What follows is a set of records, each of which is to be written out exactly.

━━━━

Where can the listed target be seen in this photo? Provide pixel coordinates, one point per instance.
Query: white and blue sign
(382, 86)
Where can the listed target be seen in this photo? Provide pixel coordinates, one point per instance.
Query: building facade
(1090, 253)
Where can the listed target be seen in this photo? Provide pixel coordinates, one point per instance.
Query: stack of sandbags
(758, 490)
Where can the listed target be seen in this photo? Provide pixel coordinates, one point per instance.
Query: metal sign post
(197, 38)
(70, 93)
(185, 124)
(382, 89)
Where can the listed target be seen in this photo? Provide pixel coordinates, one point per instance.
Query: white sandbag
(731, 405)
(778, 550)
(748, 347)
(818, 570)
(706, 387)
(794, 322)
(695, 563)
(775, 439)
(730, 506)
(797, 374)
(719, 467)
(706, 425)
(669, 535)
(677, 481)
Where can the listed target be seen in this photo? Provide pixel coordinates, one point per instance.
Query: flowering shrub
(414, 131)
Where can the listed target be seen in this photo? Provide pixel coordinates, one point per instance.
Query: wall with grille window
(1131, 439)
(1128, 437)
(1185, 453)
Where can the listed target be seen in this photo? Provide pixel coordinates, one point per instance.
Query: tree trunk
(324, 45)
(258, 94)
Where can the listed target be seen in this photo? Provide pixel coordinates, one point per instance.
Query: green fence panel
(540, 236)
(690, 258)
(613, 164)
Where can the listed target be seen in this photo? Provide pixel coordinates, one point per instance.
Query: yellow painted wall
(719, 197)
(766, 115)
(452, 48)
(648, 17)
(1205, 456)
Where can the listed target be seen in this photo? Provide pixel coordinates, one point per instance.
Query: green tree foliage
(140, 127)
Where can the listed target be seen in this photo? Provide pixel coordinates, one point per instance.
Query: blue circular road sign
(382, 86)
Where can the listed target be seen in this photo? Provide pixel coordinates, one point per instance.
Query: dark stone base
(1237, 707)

━━━━

■ Expected answer:
Where can the listed target be seen in this photo? Provide pixel coordinates, one point per instance.
Query: white and blue sign
(382, 86)
Where can the listed target be seen in this photo? Provide pixel coordinates, one point per instance.
Query: building facade
(1090, 253)
Where can the listed target be seen in this photo? Provide pixel coordinates, one point per instance.
Query: stack of sandbags
(758, 490)
Where can the listed target be seen in this photo? Provide pixel coordinates, one point per instance.
Query: metal sign post
(197, 38)
(70, 93)
(185, 124)
(382, 89)
Where can the listed target be seen in this photo? Provide pixel coordinates, one point per instance.
Query: white sandbag
(731, 405)
(778, 550)
(748, 347)
(818, 570)
(706, 387)
(794, 322)
(695, 563)
(775, 439)
(730, 506)
(797, 374)
(719, 467)
(706, 425)
(669, 535)
(677, 481)
Where can the listed target be seen in this photo? Provide pixel coordinates, one point per instance.
Query: flowering shrub
(414, 131)
Where can the listed target be seen in this photo? Provide pixel coordinates, one point per instance.
Query: wall with grille window
(1131, 439)
(1128, 437)
(1185, 453)
Where can the listed target be seen in this photo? Provide pixel coordinates, one point per instance.
Query: tree trunk
(324, 45)
(258, 94)
Where can the listed target be seen in this photo? Provide pixel coordinates, one point per instance.
Query: green fence panel
(540, 236)
(690, 258)
(613, 164)
Where can the listed target be seen in this photo? Provide pixel coordinates, one point per instance.
Query: yellow painted wall
(719, 197)
(766, 115)
(452, 48)
(648, 17)
(1205, 456)
Where can the listed target be seen in this photo? Provide pixel coordinates, one point per instance.
Query: green tree foliage
(140, 127)
Where can the listed target be seen in this photo? Provide pixel coordinates, one point per instance.
Query: blue circular road sign
(382, 86)
Where can the listed target be seen in this photo? Provide pixel coordinates, one point per instance.
Query: dark stone base
(1237, 707)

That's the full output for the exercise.